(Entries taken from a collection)
──────
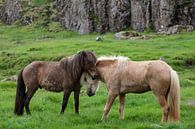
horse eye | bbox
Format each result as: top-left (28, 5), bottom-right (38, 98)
top-left (87, 61), bottom-right (93, 65)
top-left (92, 77), bottom-right (95, 80)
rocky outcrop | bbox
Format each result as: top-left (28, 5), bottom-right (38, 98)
top-left (108, 0), bottom-right (131, 32)
top-left (192, 0), bottom-right (195, 27)
top-left (131, 0), bottom-right (147, 32)
top-left (55, 0), bottom-right (131, 34)
top-left (157, 25), bottom-right (194, 34)
top-left (0, 0), bottom-right (194, 33)
top-left (55, 0), bottom-right (92, 34)
top-left (55, 0), bottom-right (194, 33)
top-left (190, 0), bottom-right (195, 27)
top-left (0, 0), bottom-right (21, 24)
top-left (91, 0), bottom-right (109, 33)
top-left (151, 0), bottom-right (177, 31)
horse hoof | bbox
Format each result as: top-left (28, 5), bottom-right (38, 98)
top-left (60, 111), bottom-right (64, 114)
top-left (101, 116), bottom-right (108, 121)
──────
**Your instructions**. Each record, word for word, should be printed again without its pictures.

**Response below**.
horse eye | bbox
Format each result as: top-left (28, 5), bottom-right (38, 98)
top-left (87, 61), bottom-right (93, 65)
top-left (92, 77), bottom-right (95, 80)
rocky outcrop | bbox
Format each result as: top-left (28, 5), bottom-right (38, 98)
top-left (108, 0), bottom-right (131, 32)
top-left (192, 0), bottom-right (195, 27)
top-left (131, 0), bottom-right (147, 32)
top-left (55, 0), bottom-right (131, 34)
top-left (157, 25), bottom-right (194, 34)
top-left (0, 0), bottom-right (194, 33)
top-left (55, 0), bottom-right (92, 34)
top-left (55, 0), bottom-right (194, 33)
top-left (190, 0), bottom-right (195, 27)
top-left (0, 0), bottom-right (21, 24)
top-left (91, 0), bottom-right (109, 33)
top-left (151, 0), bottom-right (177, 31)
horse hoof | bbox
Format each result as: top-left (28, 5), bottom-right (38, 98)
top-left (60, 111), bottom-right (64, 114)
top-left (101, 116), bottom-right (108, 121)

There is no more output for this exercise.